**Brief:**
Reproduce all of the material below line for line, without any changes, and leave out the pictures.

**Input rows:**
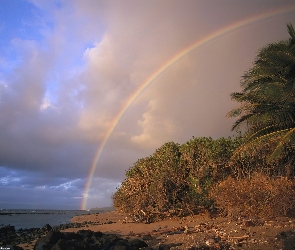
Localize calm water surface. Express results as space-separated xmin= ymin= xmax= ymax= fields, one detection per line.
xmin=0 ymin=209 xmax=103 ymax=230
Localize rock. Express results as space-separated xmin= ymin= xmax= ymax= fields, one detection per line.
xmin=159 ymin=244 xmax=170 ymax=250
xmin=44 ymin=231 xmax=65 ymax=244
xmin=142 ymin=234 xmax=153 ymax=240
xmin=42 ymin=224 xmax=52 ymax=231
xmin=244 ymin=220 xmax=255 ymax=227
xmin=129 ymin=239 xmax=148 ymax=248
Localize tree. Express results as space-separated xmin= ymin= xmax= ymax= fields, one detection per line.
xmin=228 ymin=24 xmax=295 ymax=176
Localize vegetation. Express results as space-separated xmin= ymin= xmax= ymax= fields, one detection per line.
xmin=113 ymin=24 xmax=295 ymax=221
xmin=228 ymin=24 xmax=295 ymax=176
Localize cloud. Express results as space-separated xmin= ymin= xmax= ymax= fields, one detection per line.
xmin=0 ymin=0 xmax=294 ymax=207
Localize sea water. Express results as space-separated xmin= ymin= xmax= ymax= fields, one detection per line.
xmin=0 ymin=209 xmax=101 ymax=230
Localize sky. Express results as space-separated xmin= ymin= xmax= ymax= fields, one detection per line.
xmin=0 ymin=0 xmax=295 ymax=209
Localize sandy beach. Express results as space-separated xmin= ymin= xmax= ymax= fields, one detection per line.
xmin=57 ymin=211 xmax=295 ymax=249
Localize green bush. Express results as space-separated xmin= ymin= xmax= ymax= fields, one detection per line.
xmin=113 ymin=137 xmax=240 ymax=221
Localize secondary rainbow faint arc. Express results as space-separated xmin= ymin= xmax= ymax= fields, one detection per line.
xmin=81 ymin=4 xmax=295 ymax=210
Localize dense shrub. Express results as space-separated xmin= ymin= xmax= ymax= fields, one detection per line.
xmin=210 ymin=173 xmax=295 ymax=218
xmin=113 ymin=137 xmax=240 ymax=220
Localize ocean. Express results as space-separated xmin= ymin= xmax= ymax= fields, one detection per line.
xmin=0 ymin=209 xmax=105 ymax=230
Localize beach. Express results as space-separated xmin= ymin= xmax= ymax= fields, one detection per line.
xmin=12 ymin=211 xmax=295 ymax=250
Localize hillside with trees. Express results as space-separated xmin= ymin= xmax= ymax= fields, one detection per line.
xmin=113 ymin=24 xmax=295 ymax=222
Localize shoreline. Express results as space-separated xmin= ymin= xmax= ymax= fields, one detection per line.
xmin=0 ymin=211 xmax=295 ymax=250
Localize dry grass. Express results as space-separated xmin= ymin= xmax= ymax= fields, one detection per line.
xmin=210 ymin=173 xmax=295 ymax=218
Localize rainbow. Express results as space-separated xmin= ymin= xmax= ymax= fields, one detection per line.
xmin=81 ymin=4 xmax=295 ymax=210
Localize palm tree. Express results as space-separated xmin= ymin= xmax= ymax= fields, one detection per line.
xmin=228 ymin=24 xmax=295 ymax=176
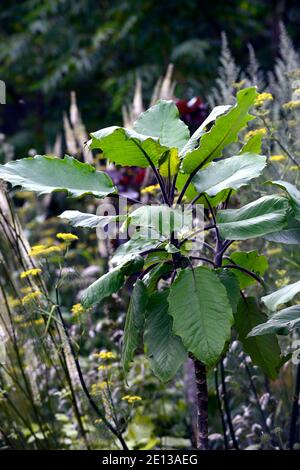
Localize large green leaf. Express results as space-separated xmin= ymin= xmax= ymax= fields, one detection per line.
xmin=223 ymin=250 xmax=269 ymax=289
xmin=267 ymin=180 xmax=300 ymax=220
xmin=111 ymin=236 xmax=162 ymax=266
xmin=217 ymin=196 xmax=292 ymax=240
xmin=217 ymin=269 xmax=240 ymax=312
xmin=261 ymin=281 xmax=300 ymax=311
xmin=143 ymin=262 xmax=173 ymax=293
xmin=192 ymin=153 xmax=266 ymax=196
xmin=264 ymin=219 xmax=300 ymax=245
xmin=234 ymin=297 xmax=282 ymax=379
xmin=0 ymin=155 xmax=116 ymax=198
xmin=249 ymin=305 xmax=300 ymax=336
xmin=168 ymin=267 xmax=233 ymax=367
xmin=180 ymin=105 xmax=231 ymax=157
xmin=88 ymin=126 xmax=167 ymax=168
xmin=122 ymin=279 xmax=147 ymax=374
xmin=182 ymin=87 xmax=257 ymax=173
xmin=144 ymin=290 xmax=187 ymax=382
xmin=59 ymin=211 xmax=126 ymax=228
xmin=81 ymin=256 xmax=144 ymax=308
xmin=133 ymin=100 xmax=190 ymax=150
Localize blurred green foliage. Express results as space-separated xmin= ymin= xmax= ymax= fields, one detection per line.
xmin=0 ymin=0 xmax=300 ymax=156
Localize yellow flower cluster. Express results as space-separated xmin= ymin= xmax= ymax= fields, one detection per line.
xmin=91 ymin=382 xmax=109 ymax=397
xmin=94 ymin=351 xmax=117 ymax=359
xmin=270 ymin=155 xmax=286 ymax=162
xmin=21 ymin=290 xmax=42 ymax=305
xmin=245 ymin=127 xmax=267 ymax=141
xmin=276 ymin=269 xmax=286 ymax=276
xmin=56 ymin=233 xmax=78 ymax=242
xmin=122 ymin=395 xmax=142 ymax=404
xmin=141 ymin=184 xmax=159 ymax=194
xmin=71 ymin=304 xmax=85 ymax=317
xmin=254 ymin=93 xmax=273 ymax=108
xmin=7 ymin=296 xmax=21 ymax=308
xmin=20 ymin=268 xmax=42 ymax=279
xmin=29 ymin=245 xmax=62 ymax=256
xmin=282 ymin=100 xmax=300 ymax=111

**Correct answer:**
Localize calm water surface. Express results as space-separated xmin= ymin= xmax= ymax= fields, one detection per line.
xmin=0 ymin=209 xmax=103 ymax=230
Localize rock. Express results as space-separated xmin= ymin= xmax= ymax= fields, one detection per line.
xmin=159 ymin=244 xmax=170 ymax=250
xmin=44 ymin=231 xmax=65 ymax=244
xmin=142 ymin=234 xmax=153 ymax=240
xmin=42 ymin=224 xmax=52 ymax=231
xmin=244 ymin=220 xmax=255 ymax=227
xmin=129 ymin=239 xmax=148 ymax=248
Localize tree. Express results as space-separated xmin= ymin= xmax= ymax= fields, one detection per line.
xmin=228 ymin=24 xmax=295 ymax=176
Localize vegetation. Express results as space-separated xmin= ymin= xmax= ymax= fields, one detection per line.
xmin=113 ymin=24 xmax=295 ymax=221
xmin=228 ymin=24 xmax=295 ymax=176
Localize cloud. Express results as space-separated xmin= ymin= xmax= ymax= fields, one detection per line.
xmin=0 ymin=0 xmax=294 ymax=207
Localize sea water. Express results as space-separated xmin= ymin= xmax= ymax= fields, one detection per line.
xmin=0 ymin=209 xmax=101 ymax=230
Localize sky. Express results as space-separated xmin= ymin= xmax= ymax= fields, one detection per line.
xmin=0 ymin=0 xmax=295 ymax=209
Localize sandy beach. Express results as space-separated xmin= ymin= xmax= ymax= fields, one detection per line.
xmin=57 ymin=211 xmax=295 ymax=249
Localize green bush. Express results as space-separated xmin= ymin= xmax= ymax= fields, one detection per line.
xmin=113 ymin=137 xmax=240 ymax=221
Localize secondary rainbow faint arc. Express results as space-separated xmin= ymin= xmax= ymax= fields, one detection per line.
xmin=81 ymin=4 xmax=295 ymax=210
Localize dense shrub. Express results as space-separated xmin= ymin= xmax= ymax= fields, one detection per line.
xmin=210 ymin=173 xmax=295 ymax=218
xmin=113 ymin=137 xmax=240 ymax=220
Localize ocean. Express results as space-separated xmin= ymin= xmax= ymax= fields, one detection per line.
xmin=0 ymin=209 xmax=105 ymax=230
Localize beach. Express results as space-separated xmin= ymin= xmax= ymax= fields, one detection per line.
xmin=12 ymin=211 xmax=295 ymax=250
Localize hillside with trees. Express results as space-separated xmin= ymin= xmax= ymax= fields, one detection per line.
xmin=113 ymin=24 xmax=295 ymax=222
Localize shoreline. Express results as space-separated xmin= ymin= xmax= ymax= fields, one detection per line.
xmin=0 ymin=211 xmax=295 ymax=250
Localize dry grass. Express results as space-separated xmin= ymin= xmax= ymax= fields, one detection per line.
xmin=210 ymin=173 xmax=295 ymax=218
Localize rainbow. Express results as space-separated xmin= ymin= xmax= ymax= fields, one detection per line.
xmin=81 ymin=4 xmax=295 ymax=210
Localize palm tree. Express results as space-separated xmin= ymin= xmax= ymax= fields, one detection per line.
xmin=228 ymin=24 xmax=295 ymax=176
Localize large green leaf. Express results as space-separated xmin= ymin= xmax= ymax= fields, one detection per line.
xmin=223 ymin=250 xmax=269 ymax=289
xmin=267 ymin=180 xmax=300 ymax=220
xmin=111 ymin=236 xmax=162 ymax=266
xmin=217 ymin=196 xmax=292 ymax=240
xmin=217 ymin=269 xmax=240 ymax=312
xmin=261 ymin=281 xmax=300 ymax=311
xmin=143 ymin=262 xmax=173 ymax=293
xmin=192 ymin=153 xmax=266 ymax=196
xmin=264 ymin=219 xmax=300 ymax=245
xmin=234 ymin=297 xmax=282 ymax=379
xmin=0 ymin=155 xmax=116 ymax=198
xmin=249 ymin=305 xmax=300 ymax=336
xmin=168 ymin=267 xmax=233 ymax=367
xmin=180 ymin=105 xmax=231 ymax=157
xmin=88 ymin=126 xmax=167 ymax=168
xmin=122 ymin=279 xmax=147 ymax=374
xmin=182 ymin=87 xmax=257 ymax=173
xmin=144 ymin=290 xmax=187 ymax=382
xmin=59 ymin=211 xmax=126 ymax=228
xmin=81 ymin=256 xmax=144 ymax=308
xmin=133 ymin=100 xmax=190 ymax=150
Localize blurred green foliage. Express results as space-separated xmin= ymin= xmax= ymax= fields, one detection per line.
xmin=0 ymin=0 xmax=300 ymax=156
Localize yellow flower cluster. Express results as space-separated xmin= ymin= xmax= ymax= fields, one detection per line.
xmin=91 ymin=382 xmax=109 ymax=397
xmin=94 ymin=351 xmax=117 ymax=359
xmin=270 ymin=155 xmax=286 ymax=162
xmin=21 ymin=290 xmax=42 ymax=305
xmin=245 ymin=127 xmax=267 ymax=141
xmin=276 ymin=269 xmax=286 ymax=276
xmin=56 ymin=233 xmax=78 ymax=242
xmin=122 ymin=395 xmax=142 ymax=404
xmin=141 ymin=184 xmax=159 ymax=194
xmin=71 ymin=304 xmax=85 ymax=317
xmin=254 ymin=93 xmax=273 ymax=108
xmin=7 ymin=296 xmax=21 ymax=308
xmin=20 ymin=268 xmax=42 ymax=279
xmin=29 ymin=245 xmax=62 ymax=256
xmin=282 ymin=100 xmax=300 ymax=111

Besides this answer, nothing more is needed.